_Text excerpt_
_ _ _ _ _
The client is able to find the RNWSSleighWorker.sh file.

(Note 1: I put the server software on the client because I was getting
an message saying: No nws server found each time I tried to install
the client software. I don't know if this is needed)
(Note 2: I plan to set up many more machines if I can get this working)
(Note 3: Originally I was trying this on Windows machines with Cygwin,
but I encountered the same error and figured I could at least rule out
a possible cause by setting it up on a linux machine. Ultimately I
would like to get this working in Windows/Cygwin.)

***Section 2***
The function I used to start the sleigh is:

s=sleigh(
+   nwsHost=172.30.xx.xx,
+   nwsPort=8765,
+   launch=sshcmd,
+   nodeList=c(10.85.xxx.xxx),
+   scriptExec=envcmd,
+   scriptDir=/usr/local/lib/R/site-library/nws/bin,
+   scriptName=RNWSSleighWorker.sh,
+   workingDir='~/tmp/',
+   logDir='~/tmp/',
+   outfile=outfileTest,
+   user=tj)
_ _ _ _ _
Stored records:
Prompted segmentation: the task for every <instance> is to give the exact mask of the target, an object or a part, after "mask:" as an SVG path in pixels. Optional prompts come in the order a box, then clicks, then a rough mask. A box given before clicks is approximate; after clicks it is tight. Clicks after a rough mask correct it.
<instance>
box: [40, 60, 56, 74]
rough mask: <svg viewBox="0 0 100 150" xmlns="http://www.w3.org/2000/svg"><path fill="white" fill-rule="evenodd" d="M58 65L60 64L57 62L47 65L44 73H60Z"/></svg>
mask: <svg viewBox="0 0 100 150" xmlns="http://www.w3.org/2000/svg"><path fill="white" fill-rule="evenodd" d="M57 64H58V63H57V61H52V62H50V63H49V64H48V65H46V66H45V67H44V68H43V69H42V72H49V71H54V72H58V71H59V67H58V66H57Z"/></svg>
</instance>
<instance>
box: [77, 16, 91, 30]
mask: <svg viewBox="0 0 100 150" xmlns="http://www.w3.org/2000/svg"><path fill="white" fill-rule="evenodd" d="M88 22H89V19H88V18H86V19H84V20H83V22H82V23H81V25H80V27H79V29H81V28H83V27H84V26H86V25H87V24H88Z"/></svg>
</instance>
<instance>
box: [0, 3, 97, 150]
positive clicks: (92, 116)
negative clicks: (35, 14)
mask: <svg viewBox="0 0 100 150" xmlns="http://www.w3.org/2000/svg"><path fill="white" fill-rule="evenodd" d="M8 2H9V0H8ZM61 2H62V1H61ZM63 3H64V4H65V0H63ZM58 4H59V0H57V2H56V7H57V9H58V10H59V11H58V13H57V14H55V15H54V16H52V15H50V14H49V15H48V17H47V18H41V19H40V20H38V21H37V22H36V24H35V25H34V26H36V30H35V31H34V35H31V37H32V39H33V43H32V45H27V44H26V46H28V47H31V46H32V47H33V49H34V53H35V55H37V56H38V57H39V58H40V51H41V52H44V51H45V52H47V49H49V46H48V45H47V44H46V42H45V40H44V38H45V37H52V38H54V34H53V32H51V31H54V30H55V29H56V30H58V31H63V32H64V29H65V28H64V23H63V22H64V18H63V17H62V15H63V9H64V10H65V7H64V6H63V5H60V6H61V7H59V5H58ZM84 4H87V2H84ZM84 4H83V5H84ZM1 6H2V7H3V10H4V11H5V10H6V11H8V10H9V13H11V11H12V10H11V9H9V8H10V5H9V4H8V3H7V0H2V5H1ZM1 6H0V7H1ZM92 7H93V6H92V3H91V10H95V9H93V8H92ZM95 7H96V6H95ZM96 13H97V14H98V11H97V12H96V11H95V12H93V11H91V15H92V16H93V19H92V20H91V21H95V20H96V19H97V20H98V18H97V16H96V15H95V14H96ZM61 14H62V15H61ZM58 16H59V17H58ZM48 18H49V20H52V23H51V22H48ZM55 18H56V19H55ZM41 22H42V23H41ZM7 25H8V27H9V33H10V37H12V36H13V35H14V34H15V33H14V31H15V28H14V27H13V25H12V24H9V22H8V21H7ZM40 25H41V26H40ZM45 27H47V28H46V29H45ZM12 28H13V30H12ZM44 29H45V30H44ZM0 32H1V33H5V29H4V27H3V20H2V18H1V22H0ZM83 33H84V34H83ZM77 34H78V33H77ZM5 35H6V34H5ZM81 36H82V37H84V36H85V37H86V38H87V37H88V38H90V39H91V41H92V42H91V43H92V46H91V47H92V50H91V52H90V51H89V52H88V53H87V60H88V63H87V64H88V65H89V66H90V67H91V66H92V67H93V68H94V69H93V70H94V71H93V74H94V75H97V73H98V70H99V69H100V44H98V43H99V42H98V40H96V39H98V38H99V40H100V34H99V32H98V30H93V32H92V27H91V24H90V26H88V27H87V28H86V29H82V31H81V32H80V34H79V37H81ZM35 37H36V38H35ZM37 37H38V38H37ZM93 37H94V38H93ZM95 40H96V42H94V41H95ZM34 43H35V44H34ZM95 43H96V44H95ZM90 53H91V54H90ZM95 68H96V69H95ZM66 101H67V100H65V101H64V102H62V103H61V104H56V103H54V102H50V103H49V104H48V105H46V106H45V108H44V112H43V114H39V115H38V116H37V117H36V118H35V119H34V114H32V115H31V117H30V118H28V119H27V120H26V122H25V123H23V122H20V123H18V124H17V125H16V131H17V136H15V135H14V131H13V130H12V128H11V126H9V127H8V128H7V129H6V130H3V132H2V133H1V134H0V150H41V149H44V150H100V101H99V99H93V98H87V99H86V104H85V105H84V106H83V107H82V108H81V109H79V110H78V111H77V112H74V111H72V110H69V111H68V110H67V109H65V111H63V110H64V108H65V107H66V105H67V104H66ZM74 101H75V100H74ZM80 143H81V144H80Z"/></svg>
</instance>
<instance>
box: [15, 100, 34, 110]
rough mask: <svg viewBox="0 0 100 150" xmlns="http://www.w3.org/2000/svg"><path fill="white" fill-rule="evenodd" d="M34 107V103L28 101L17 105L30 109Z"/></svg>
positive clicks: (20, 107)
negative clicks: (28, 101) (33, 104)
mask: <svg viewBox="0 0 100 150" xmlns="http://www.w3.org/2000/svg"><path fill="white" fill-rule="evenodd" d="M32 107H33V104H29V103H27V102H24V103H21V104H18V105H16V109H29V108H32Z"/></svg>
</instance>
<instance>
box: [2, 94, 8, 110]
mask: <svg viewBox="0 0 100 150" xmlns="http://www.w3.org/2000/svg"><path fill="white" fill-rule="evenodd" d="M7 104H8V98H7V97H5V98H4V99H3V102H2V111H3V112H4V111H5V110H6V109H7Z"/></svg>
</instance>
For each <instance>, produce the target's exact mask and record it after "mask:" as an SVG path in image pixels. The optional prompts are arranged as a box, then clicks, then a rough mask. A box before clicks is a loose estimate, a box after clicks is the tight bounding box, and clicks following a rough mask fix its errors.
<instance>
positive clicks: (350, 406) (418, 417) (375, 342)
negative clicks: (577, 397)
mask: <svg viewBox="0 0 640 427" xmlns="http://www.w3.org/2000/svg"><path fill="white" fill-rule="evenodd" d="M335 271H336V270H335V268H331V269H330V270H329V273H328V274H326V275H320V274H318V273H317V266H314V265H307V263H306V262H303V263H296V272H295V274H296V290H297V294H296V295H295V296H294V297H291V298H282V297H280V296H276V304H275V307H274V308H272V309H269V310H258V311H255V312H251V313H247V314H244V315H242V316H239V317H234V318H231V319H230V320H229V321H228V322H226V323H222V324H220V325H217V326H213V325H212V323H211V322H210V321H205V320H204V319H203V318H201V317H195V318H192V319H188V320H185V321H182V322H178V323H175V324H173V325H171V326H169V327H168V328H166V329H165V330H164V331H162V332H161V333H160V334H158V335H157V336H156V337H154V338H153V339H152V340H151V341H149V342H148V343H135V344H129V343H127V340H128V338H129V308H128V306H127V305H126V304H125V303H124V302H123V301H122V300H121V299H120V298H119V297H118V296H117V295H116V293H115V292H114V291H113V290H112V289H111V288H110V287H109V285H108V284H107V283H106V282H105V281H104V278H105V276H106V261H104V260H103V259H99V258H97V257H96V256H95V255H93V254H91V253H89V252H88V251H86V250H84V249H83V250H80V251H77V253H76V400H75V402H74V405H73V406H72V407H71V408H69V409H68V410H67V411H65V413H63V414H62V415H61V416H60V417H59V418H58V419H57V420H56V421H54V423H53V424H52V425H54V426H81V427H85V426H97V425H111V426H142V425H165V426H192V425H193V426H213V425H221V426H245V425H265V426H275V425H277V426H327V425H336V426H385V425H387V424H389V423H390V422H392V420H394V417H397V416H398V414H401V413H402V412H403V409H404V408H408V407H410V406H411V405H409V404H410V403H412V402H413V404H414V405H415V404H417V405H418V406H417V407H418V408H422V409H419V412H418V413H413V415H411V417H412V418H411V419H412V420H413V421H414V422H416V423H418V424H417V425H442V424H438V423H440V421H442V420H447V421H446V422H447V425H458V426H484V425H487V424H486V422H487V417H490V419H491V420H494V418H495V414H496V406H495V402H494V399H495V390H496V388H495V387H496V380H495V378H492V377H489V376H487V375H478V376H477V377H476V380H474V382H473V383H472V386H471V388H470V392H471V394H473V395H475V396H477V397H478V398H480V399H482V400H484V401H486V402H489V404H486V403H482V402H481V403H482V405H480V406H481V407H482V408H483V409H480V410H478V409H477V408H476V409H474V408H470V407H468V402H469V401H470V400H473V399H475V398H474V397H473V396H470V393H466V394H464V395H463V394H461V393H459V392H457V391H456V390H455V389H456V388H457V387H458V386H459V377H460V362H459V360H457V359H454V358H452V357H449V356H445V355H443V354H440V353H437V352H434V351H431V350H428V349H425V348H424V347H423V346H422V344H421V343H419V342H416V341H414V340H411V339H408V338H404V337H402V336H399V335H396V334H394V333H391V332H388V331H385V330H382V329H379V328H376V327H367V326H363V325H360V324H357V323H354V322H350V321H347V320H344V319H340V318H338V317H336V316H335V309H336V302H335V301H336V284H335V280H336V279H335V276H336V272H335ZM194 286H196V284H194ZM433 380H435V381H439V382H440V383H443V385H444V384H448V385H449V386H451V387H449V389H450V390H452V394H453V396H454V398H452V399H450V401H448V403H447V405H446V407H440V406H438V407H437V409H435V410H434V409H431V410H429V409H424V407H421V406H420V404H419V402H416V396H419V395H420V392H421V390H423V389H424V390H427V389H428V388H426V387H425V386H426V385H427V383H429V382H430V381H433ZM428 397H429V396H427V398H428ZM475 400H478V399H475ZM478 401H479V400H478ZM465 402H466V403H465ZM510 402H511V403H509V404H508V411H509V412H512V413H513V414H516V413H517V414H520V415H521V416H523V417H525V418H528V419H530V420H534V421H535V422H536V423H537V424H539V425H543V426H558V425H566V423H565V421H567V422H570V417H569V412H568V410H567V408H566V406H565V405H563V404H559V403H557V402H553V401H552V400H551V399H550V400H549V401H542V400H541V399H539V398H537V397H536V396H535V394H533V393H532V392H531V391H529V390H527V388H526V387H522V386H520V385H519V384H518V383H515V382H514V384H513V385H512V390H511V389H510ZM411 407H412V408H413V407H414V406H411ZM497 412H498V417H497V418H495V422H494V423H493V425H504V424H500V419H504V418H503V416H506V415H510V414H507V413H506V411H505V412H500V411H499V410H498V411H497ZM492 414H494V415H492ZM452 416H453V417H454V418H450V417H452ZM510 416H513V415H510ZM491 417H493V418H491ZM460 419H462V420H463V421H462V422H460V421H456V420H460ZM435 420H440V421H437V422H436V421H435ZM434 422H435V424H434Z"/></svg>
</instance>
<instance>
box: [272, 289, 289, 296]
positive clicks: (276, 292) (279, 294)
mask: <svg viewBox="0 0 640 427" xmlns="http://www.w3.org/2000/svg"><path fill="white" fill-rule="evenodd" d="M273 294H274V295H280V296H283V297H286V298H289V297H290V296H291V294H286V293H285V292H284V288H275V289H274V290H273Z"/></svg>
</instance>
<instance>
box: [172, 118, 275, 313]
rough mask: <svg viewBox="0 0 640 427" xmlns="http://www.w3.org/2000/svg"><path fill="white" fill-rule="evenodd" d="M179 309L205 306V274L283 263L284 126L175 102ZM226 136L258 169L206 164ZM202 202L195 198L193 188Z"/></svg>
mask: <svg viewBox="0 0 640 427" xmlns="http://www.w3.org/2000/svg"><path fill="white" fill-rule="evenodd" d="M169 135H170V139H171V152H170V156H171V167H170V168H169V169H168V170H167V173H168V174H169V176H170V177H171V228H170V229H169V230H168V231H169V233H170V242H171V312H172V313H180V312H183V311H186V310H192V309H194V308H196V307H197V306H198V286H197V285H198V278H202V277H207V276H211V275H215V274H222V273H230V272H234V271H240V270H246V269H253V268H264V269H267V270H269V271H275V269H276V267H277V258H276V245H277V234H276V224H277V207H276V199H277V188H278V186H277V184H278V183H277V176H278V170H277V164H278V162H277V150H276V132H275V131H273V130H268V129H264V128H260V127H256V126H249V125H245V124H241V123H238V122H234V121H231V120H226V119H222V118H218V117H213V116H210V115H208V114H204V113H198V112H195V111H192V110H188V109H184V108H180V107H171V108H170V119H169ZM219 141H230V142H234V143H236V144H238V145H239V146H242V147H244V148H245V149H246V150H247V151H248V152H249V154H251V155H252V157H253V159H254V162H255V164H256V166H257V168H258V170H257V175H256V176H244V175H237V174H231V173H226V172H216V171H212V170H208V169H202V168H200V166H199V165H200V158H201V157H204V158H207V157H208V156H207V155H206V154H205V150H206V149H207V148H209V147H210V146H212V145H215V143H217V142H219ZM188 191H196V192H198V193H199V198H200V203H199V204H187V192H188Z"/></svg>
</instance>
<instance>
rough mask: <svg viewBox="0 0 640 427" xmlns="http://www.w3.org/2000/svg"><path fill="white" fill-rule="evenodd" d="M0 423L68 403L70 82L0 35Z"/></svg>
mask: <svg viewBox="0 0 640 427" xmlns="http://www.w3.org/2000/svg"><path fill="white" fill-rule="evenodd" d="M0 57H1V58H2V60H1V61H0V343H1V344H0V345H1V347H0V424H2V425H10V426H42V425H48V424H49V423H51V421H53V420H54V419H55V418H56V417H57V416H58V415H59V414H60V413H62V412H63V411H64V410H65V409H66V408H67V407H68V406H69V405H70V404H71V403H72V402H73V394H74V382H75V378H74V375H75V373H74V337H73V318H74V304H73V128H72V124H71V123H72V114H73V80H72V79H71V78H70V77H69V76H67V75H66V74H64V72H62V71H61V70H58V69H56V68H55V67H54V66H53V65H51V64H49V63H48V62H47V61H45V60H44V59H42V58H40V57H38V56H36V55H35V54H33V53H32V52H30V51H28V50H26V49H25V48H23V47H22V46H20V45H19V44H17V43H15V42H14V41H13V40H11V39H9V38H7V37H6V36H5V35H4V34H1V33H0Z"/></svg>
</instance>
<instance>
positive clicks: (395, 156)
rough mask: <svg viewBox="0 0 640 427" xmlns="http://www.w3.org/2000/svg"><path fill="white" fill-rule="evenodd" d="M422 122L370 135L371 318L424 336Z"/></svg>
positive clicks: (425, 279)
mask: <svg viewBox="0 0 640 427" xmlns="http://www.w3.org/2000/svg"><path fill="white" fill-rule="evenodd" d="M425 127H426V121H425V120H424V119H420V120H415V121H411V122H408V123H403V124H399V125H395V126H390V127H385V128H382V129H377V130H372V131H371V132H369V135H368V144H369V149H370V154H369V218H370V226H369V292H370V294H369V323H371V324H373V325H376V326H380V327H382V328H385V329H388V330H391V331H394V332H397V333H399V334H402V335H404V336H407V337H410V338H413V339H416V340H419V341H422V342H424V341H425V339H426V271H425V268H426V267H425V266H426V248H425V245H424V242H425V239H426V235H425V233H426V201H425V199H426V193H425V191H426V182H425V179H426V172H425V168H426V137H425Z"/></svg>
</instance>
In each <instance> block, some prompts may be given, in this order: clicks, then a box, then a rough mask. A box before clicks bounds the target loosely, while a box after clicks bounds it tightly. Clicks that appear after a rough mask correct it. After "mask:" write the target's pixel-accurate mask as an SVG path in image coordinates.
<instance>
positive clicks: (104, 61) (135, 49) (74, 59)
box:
_ _ _ _ _
_Action item_
Please continue the forum post about starting an nws sleigh from the point where it stops.

_Answer to this task_
This function returns the message below and then clear command prompt:

Executing command:
'/Library/Frameworks/R.framework/Resources/library/nws/bin/SleighWorkerWrapper.sh'
'ssh' '-f' '-x' '-l' 'tj' '10.85.101.109' 'env'
'RSleighName=10.85.101.109'
'RSleighNwsName=sleigh_ride_0450__nwssNGG4LF'
'RSleighUserNwsName=sleigh_user_0452__nwssNGG4LF' 'RSleighID=1'
'RSleighWorkerCount=1'
'RSleighScriptDir=/usr/local/lib/R/site-library/nws/bin'
'RSleighNwsHost=172.30.34.71' 'RSleighNwsPort=8765'
'RSleighWorkingDir=~/tmp/'
'RProg=/Library/Frameworks/R.framework/Resources/bin/R'
'RSleighWorkerOut=sleigh_ride_0450__nwssNGG4LF_0001.txt'
'RSleighLogDir=~/tmp/'
'/usr/local/lib/R/site-library/nws/bin/RNWSSleighWorker.sh'

If I type the name of the sleigh s as below, I get information that
makes it look like the sleigh is ready to receive commands:

 s
NWS Sleigh Object
NWS Host:   172.30.xx.xx:8765
Workspace Name: sleigh_ride_0446__nwssNGG4LF
1 Worker Nodes: 10.85.xxx.xxx

Likewise, if I send a simple ssh command to the worker I get a response:
 system('ssh t...@10.85.101.109 date')
Fri Oct 29 15:15:10 EDT 2010

I can also communicate values between the two machines using the NWS
web server and the nwsStore() and nwsFetch() functions.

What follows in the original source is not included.